- **To be done**
Copy each of the following entries word for word, with the pictures left out.

──────── Provided data ────────

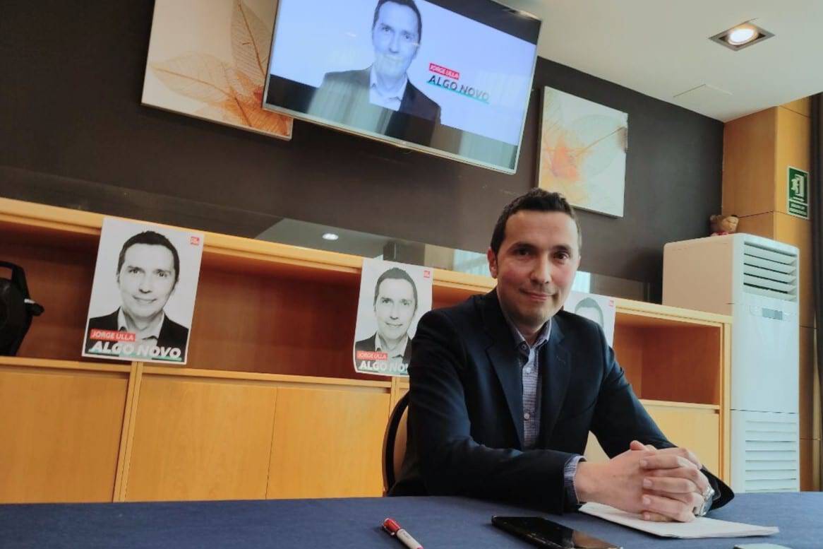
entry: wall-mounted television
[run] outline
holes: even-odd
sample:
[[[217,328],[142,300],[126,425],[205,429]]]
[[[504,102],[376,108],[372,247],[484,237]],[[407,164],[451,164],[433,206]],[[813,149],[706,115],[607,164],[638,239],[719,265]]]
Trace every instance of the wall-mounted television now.
[[[540,25],[492,0],[279,0],[263,106],[514,173]]]

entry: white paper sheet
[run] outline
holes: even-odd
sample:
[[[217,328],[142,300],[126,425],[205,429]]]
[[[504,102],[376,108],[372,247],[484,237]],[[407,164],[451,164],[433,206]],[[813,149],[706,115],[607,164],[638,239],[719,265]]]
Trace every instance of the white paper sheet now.
[[[706,517],[695,518],[690,523],[653,523],[643,520],[639,515],[596,503],[588,503],[580,510],[587,514],[663,537],[742,537],[770,536],[779,532],[774,526],[732,523]]]

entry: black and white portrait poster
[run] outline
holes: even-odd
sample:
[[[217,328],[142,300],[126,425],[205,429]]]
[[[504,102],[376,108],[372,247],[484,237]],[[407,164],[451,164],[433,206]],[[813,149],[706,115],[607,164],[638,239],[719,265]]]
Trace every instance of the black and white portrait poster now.
[[[563,309],[597,322],[603,329],[607,343],[610,347],[614,346],[616,309],[613,298],[597,293],[571,292]]]
[[[355,371],[407,376],[417,321],[431,310],[432,270],[363,260],[353,350]]]
[[[83,356],[186,364],[203,235],[105,218]]]

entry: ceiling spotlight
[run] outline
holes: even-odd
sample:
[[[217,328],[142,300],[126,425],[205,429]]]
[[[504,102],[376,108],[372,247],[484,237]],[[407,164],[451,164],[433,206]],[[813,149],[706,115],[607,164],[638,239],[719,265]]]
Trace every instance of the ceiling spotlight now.
[[[732,31],[728,33],[728,43],[732,45],[740,45],[741,44],[746,44],[750,40],[753,40],[756,37],[757,31],[755,30],[755,28],[745,25],[732,29]]]
[[[746,21],[709,37],[709,40],[737,51],[774,36],[768,30]]]

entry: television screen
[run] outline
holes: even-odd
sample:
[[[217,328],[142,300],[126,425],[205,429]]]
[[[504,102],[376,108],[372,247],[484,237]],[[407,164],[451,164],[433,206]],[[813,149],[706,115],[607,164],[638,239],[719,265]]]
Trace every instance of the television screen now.
[[[263,107],[514,173],[540,23],[492,0],[280,0]]]

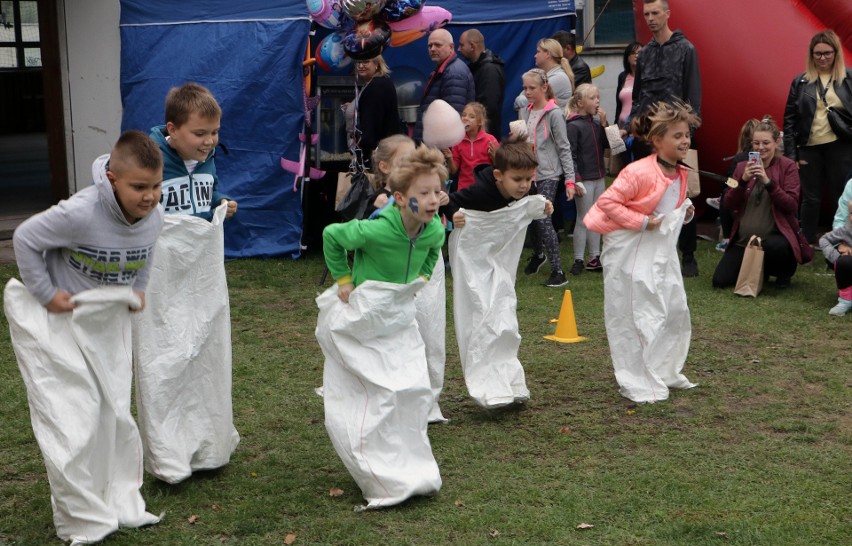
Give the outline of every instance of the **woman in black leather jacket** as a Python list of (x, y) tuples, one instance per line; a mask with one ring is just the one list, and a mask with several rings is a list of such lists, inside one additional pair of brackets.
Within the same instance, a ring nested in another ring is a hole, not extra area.
[(852, 71), (846, 70), (843, 46), (831, 30), (811, 39), (807, 70), (793, 80), (784, 109), (784, 154), (799, 164), (802, 232), (812, 244), (823, 187), (836, 203), (852, 170), (852, 140), (831, 129), (828, 107), (852, 113)]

────────

- **Response to the exercise**
entry: wall-mounted television
[run] outline
holes: even-odd
sample:
[[[217,328],[142,300],[126,425],[205,429]]]
[[[504,102],[376,108],[372,247],[484,237]],[[407,164],[451,164],[433,206]],[[813,149],[706,115],[607,164],[638,239],[719,265]]]
Trace every instance of the wall-mounted television now.
[[[540,25],[492,0],[279,0],[263,106],[514,173]]]

entry: white paper sheet
[run] outline
holes: even-odd
sample:
[[[217,328],[142,300],[126,425],[205,429]]]
[[[504,102],[376,108],[372,247],[484,237]],[[407,164],[451,164],[433,206]],[[813,149],[706,115],[607,164],[638,239],[719,265]]]
Trace every instance of the white paper sheet now.
[[[706,517],[695,518],[690,523],[653,523],[643,520],[639,515],[596,503],[588,503],[580,510],[587,514],[663,537],[742,537],[770,536],[779,532],[774,526],[732,523]]]

entry: black and white portrait poster
[run] outline
holes: even-odd
sample:
[[[217,328],[142,300],[126,425],[205,429]]]
[[[504,102],[376,108],[372,247],[484,237]],[[407,164],[451,164],[433,206]],[[813,149],[706,115],[607,164],[638,239],[719,265]]]
Trace every instance of the black and white portrait poster now.
[[[563,309],[597,322],[603,329],[607,343],[610,347],[614,346],[616,309],[613,298],[597,293],[571,292]]]
[[[355,371],[407,376],[417,321],[431,310],[432,270],[363,260],[353,350]]]
[[[83,356],[186,364],[203,235],[105,218]]]

entry: ceiling spotlight
[run] outline
holes: even-odd
sample:
[[[217,328],[142,300],[126,425],[205,429]]]
[[[504,102],[376,108],[372,247],[484,237]],[[407,164],[451,164],[433,206]],[[813,149],[706,115],[607,164],[638,239],[719,265]]]
Trace every instance of the ceiling spotlight now.
[[[732,31],[728,33],[728,43],[732,45],[740,45],[741,44],[746,44],[750,40],[753,40],[756,37],[757,31],[755,30],[755,28],[745,25],[732,29]]]
[[[746,21],[709,37],[709,40],[737,51],[774,36],[768,30]]]

entry: television screen
[run] outline
holes: even-odd
sample:
[[[217,328],[142,300],[126,425],[205,429]]]
[[[504,102],[376,108],[372,247],[484,237]],[[407,164],[451,164],[433,206]],[[813,149],[706,115],[607,164],[638,239],[719,265]]]
Trace every instance of the television screen now.
[[[263,107],[514,173],[540,23],[492,0],[280,0]]]

Give the outline of every instance of the **woman in black leather jacket** as a Python list of (x, y) tuples, one instance per line; a mask with one ring is just the one list, and a mask with several rings is a list of such lists, inside one additional pair of brackets.
Within the same instance, a ring nested in another ring is a hole, not extra area.
[(852, 71), (846, 70), (843, 46), (831, 30), (811, 39), (807, 70), (793, 80), (784, 109), (784, 154), (799, 164), (802, 232), (812, 244), (823, 187), (836, 203), (852, 170), (852, 140), (831, 129), (828, 107), (852, 113)]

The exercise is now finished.